### Dataset content
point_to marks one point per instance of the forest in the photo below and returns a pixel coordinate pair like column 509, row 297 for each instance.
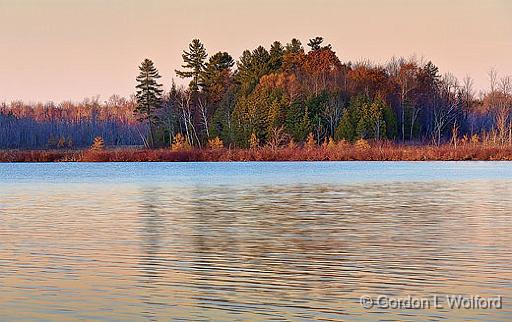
column 288, row 95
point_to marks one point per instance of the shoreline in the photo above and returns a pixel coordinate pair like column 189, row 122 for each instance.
column 347, row 152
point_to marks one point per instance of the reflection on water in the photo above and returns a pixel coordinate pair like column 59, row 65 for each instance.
column 117, row 246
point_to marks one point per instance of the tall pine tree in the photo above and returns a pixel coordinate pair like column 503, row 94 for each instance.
column 149, row 97
column 194, row 61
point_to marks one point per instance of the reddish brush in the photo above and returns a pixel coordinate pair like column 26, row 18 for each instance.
column 377, row 151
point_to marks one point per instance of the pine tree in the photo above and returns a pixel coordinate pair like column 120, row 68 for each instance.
column 294, row 47
column 194, row 63
column 216, row 73
column 276, row 55
column 315, row 43
column 149, row 96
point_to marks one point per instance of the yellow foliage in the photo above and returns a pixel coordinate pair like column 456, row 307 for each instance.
column 292, row 145
column 180, row 143
column 362, row 144
column 253, row 141
column 475, row 139
column 215, row 143
column 98, row 144
column 310, row 141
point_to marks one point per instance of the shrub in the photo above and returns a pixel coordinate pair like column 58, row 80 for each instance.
column 98, row 144
column 180, row 143
column 362, row 144
column 215, row 143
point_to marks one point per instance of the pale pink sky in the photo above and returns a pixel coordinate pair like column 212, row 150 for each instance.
column 71, row 49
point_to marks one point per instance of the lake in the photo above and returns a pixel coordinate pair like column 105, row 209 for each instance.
column 253, row 241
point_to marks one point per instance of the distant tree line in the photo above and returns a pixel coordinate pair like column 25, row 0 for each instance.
column 278, row 96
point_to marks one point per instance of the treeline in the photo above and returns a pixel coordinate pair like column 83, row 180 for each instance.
column 281, row 96
column 69, row 125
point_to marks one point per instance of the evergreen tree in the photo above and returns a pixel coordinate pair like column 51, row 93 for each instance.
column 194, row 63
column 149, row 96
column 276, row 55
column 294, row 47
column 216, row 74
column 315, row 43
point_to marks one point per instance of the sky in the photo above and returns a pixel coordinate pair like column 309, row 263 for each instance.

### Stated task
From the material above, copy everything exactly but the pictures.

### Worked answer
point_to marks one point per instance of the forest in the photo below and returns a pixel coordinate pair like column 509, row 297 for each instance.
column 288, row 95
point_to marks one point per instance of the shoreline in the photo above and returns a pixel coordinate pair like column 189, row 122 for each instance.
column 347, row 152
point_to marks one point per instance of the reflection on water in the photo above and returns a pixel coordinate pair like column 59, row 65 for each instance.
column 117, row 246
point_to marks one point per instance of the tall pine tree in the photo above and returns a pixel coordinate pair like column 503, row 94 for each instance.
column 149, row 97
column 194, row 61
point_to marks one point per instance of the reddish brush in the photo above and returns a pixel coordinate pair like column 26, row 18 for each instance.
column 377, row 151
point_to marks one point per instance of the pine tree in the photo above and returns a pixel coordinate pair like column 120, row 68 for each instance.
column 294, row 47
column 194, row 63
column 216, row 73
column 276, row 55
column 315, row 43
column 149, row 96
point_to marks one point per instance of the yellow foliage in the photo above and returns a pixel coordinate pair like column 456, row 307 for each instance.
column 292, row 145
column 180, row 143
column 362, row 144
column 253, row 141
column 475, row 139
column 215, row 143
column 98, row 144
column 310, row 141
point_to marks one point per instance of the shrub in the photo above and returns a pixel coordinate pair like column 58, row 80 for each instance.
column 98, row 144
column 180, row 143
column 362, row 144
column 215, row 143
point_to marks one point per instance of the pale pink sky in the photo above and returns a pixel coordinate pair like column 212, row 150 for each instance.
column 71, row 49
point_to marks one point per instance of the lake in the photo above and returns a pixel coordinate pair like column 105, row 209 for each instance.
column 253, row 241
point_to marks one point per instance of the distant tree line in the photo above and returns a pixel coordinate pair like column 25, row 0 for each instance.
column 278, row 96
point_to marks one point per instance of the treeline in the photo above and returns a pixel coordinate pair like column 83, row 180 for each instance.
column 281, row 96
column 69, row 125
point_to marks one point per instance of the evergreen tree in the photo above and returns a pixel coordinate pair like column 51, row 93 for each instance.
column 194, row 63
column 149, row 96
column 276, row 55
column 294, row 47
column 216, row 74
column 315, row 43
point_to marks one point per instance of the sky in the photo above and returns a pixel coordinate pair like column 309, row 263 for each instance.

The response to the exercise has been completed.